SUPPLIED TEXT:
════════════════════
Right let's sort his noise out All the MIDI combinations I think we need to care about (and some we don't), but I'm expecting to be wrong: - The MT-32 (1987; LA). Explained already - the first MIDI box, doing its own thing, popular in the West in the late 80s and early 90s, darling of the internet. There are technical differences between older and newer units but not enough to care about. - The CM-32L (1989; LA). An MT-32 without a display or buttons, in beige. It adds 33 extra samples (for sound effects mainly) that the MT-32 does not have. A select number of IBM PC games made use of those - I have no idea if this applies in PC-98 world. - The CM-32P (1989; PCM). This uses PCM wave table synthesis and is not really a thing in gaming, so I think we can discount that one. - The CM-64 (1989; LA/PCM). This is a CM-32L and CM32P combined into one unit. We don't care about the 32P-side so this is the same as the CM-32L. - The CM-300 (1991; GS). A GS MIDI device - essentially a Sound Canvas without buttons or screens. As GS was a standard we can just have a page for that. Oh look. - The CM-500 (1991; GS/LA/PCM). A CM-300 combined with a CM-64, except with some features taken away making it not very good at the CM-64 bit. - Other pre-1991 MIDI devices - there are some supported by games (see again: Police Quest II). We will care, but I don't know how much yet. other guff: - MT-100 - a revision of the MT-32. PC games don't care. - LAPC-I - an MT-32 in IBM PC card form. Not going to apply to us tl;dr: MIDI things to look out for - MT-32 - CM-32L if it makes use of the extra features - General MIDI (GM) - GS - Anything else pre-1991 that isn't mentioned above
Okay there was at least one PC-98 program that presumably took full advantage of the CM-64: "Musiro"(??) (ミュージ郎), which came in a package with all the bits you need. But this isn't a "game" - if we cover this, we have to start covering the likes of Microsoft Works and Borland C++ on NEC Retro. I'm not strictly against such an idea because literally nobody else will bother otherwise, but it's a lot of work. Then again I was hoping to find DOS/V productivity software that mentioned the Teradrive a few weeks ago, so meh. EDIT: I'd also like to think Genei Toshi used the extra features of CM-32L since there's a picture on the box: but you tell me
Covering stuff that is strictly outside of the games is on my (paralyzingly long) to-do list; The different versions of BASIC for all the home/portable computer models (and also covering all the computers in the first place, The technical data books included the SV-98 in their list of PC-9800 models so i'm looking into those, not to mention the PC-8201 and PC-2001...). And more specifically in the PC-9800 space: the unique versions of N88-BASIC made for the 98LT/HA, PC-9801 P and its PenDOS, or the word processor that's compatible with the work station models' High-Res Mode. So I'm all for covering Musiro/Myushirou (idk what's a more correct romanization).
════════════════════
TASKS AND EXERCISES:
#1 Answer these about the MIDI device thread:
(a) What year does it give for the CM-32L?
(b) Which PC-98 program is said to have presumably taken full advantage of the CM-64?
(c) Besides the SV-98, which two computers are named as ones also being looked into?
#2 Can you resume the MIDI device thread right after its last sentence?
The data after this text isn't needed for any of this.

RECORDED DATA:
════════════════════
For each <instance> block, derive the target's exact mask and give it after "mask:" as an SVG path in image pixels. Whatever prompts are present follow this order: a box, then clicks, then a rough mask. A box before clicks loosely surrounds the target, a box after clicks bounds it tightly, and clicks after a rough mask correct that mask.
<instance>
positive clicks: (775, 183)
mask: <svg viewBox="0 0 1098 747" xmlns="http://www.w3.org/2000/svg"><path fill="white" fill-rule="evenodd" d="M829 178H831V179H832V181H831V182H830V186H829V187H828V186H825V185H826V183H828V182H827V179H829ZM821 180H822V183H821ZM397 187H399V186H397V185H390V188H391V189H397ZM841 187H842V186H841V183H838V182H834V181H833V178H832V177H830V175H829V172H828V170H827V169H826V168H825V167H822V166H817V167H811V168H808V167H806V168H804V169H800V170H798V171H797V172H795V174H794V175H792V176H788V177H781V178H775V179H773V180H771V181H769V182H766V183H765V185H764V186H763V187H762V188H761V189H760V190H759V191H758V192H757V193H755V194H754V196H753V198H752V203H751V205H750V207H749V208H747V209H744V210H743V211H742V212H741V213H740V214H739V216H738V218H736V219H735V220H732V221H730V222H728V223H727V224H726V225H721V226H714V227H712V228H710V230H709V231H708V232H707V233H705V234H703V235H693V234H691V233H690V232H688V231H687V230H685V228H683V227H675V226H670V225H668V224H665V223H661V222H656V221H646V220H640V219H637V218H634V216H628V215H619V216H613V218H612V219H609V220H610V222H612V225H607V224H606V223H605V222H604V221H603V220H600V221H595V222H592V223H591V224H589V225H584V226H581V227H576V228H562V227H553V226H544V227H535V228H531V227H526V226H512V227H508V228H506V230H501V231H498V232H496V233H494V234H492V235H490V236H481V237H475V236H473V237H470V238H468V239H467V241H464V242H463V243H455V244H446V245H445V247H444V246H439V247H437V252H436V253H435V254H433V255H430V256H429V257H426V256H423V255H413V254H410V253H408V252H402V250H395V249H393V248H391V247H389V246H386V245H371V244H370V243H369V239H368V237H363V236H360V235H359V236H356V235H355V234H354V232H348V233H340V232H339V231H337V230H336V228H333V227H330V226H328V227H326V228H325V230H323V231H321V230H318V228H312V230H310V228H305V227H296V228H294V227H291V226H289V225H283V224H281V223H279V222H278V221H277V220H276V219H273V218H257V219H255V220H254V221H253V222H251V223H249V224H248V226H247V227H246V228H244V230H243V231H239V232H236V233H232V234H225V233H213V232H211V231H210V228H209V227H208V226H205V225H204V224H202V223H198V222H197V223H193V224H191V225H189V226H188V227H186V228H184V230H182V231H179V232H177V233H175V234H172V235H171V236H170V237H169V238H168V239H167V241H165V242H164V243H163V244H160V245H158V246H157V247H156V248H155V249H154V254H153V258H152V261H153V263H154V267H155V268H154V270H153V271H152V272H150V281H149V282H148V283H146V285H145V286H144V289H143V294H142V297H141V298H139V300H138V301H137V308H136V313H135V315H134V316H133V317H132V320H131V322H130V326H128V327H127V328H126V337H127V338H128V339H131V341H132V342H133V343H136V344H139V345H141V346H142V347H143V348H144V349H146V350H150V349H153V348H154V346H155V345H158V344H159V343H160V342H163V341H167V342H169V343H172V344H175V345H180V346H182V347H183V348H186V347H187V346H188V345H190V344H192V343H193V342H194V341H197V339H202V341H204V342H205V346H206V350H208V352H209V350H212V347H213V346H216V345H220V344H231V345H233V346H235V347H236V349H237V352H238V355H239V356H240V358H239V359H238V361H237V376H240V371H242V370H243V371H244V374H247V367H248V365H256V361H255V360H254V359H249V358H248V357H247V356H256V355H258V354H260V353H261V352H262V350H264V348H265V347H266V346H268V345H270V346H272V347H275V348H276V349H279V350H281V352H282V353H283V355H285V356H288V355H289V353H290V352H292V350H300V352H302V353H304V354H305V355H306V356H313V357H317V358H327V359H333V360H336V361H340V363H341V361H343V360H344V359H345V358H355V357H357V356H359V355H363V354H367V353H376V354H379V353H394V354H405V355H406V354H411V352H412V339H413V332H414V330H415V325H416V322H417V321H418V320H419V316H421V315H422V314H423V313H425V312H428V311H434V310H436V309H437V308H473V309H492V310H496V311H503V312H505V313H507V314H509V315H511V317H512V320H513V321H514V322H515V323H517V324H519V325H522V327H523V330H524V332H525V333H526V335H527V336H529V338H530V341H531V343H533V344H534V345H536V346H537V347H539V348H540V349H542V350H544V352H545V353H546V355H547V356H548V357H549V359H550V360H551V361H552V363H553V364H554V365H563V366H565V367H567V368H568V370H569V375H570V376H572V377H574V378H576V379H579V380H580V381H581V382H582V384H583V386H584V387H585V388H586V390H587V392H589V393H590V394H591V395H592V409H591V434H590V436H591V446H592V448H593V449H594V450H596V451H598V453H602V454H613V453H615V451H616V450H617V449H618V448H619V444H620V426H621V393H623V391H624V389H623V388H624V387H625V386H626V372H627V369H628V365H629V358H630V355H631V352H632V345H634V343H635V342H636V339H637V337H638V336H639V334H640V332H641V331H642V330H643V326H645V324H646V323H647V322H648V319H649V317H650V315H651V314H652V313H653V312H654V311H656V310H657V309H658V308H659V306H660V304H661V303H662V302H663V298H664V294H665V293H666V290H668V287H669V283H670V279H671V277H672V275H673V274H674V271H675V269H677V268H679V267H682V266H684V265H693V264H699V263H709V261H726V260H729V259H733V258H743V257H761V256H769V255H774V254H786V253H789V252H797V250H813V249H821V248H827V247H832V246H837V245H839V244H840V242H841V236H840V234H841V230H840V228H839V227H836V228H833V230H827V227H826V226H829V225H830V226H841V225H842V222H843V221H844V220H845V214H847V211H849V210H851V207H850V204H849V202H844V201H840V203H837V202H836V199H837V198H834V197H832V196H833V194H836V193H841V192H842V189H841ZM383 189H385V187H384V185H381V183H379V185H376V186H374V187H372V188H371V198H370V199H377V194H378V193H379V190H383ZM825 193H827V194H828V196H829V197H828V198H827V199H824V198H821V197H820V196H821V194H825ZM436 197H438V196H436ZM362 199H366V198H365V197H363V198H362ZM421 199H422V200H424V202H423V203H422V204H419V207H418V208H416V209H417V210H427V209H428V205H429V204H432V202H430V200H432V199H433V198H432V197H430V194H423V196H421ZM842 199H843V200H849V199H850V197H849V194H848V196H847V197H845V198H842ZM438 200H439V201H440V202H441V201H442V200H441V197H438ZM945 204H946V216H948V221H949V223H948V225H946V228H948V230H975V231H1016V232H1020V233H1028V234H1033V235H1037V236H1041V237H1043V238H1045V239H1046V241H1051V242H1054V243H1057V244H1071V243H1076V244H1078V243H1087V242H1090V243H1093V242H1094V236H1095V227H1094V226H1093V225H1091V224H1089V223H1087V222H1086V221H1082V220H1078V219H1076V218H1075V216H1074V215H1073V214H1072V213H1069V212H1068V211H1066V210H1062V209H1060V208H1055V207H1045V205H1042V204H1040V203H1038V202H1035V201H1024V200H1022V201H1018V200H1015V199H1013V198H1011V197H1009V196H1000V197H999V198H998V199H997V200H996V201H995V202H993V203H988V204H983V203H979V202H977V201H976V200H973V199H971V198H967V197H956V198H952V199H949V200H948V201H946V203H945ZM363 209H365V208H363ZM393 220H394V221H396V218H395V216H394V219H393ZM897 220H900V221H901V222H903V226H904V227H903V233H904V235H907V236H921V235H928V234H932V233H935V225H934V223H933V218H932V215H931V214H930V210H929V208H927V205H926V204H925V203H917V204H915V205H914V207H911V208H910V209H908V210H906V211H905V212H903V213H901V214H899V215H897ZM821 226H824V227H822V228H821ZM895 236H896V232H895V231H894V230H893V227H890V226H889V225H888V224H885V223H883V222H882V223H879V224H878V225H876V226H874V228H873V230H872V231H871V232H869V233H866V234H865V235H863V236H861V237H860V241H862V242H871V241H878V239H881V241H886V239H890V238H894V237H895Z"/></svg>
════════════════════
OUTPUTS FOR THE TASKS:
#1
(a) 1989
(b) "Musiro" (ミュージ郎)
(c) The PC-8201 and the PC-2001

#2
This is how Google image search works Search for DOS/V, get PC-9801. Search for PC-9801, get PC-8801. Search for PC-8801, get... nothing. Or the MSX. Either way I've been pushing to get more games documented on NEC Retro, and the results right now are 826 PC-88 games and 712 PC-98 games. The full lists will easily top 1000 each - I've been avoiding the "less classy" software. You can track the progress: https://necretro.org/NEC_Retro:Todo/PC-8801 https://necretro.org/NEC_Retro:Todo/PC-9801_2 Plenty more pages can be made if you're prepared to fight the language, but we'd have to do a lot of digging in order to represent these libraries fully. The fact is, maybe half the games for these two platforms have not been dumped (or at least, made publicly available), particularly older software from 1982-1985. Other online lists are based on magazine advertisements alone, which doesn't guarantee a product was released, and if I can't prove it exists, I'm unlikely to make pages. It's the classic problem - NEC Retro needs the attention, but because the wiki isn't as feature-rich as Sega Retro, I tend to lose inspiration when I find I can't do things. SystemSoft, a relatively unknown developer in the West, must have published hundreds of games for NEC systems, but I can't generate an automated list, and nobody's around to maintain the underlying software. And it's a shame, because there's some genuinely weird and wonderful video games for old NEC computers: 風へ 翼よ、愛あるところへ (Kaze e Tsubasa yo, ai Aru Tokoro e(?)) is a pidgeon racing simulator. surely this alone should have you interested
I'm not going to lie... I've never had any contact with NEC computers or consoles... and I'm as good at Japanese as I am at Egyptian Hieroglyphics... In short, I don't even know where to start ...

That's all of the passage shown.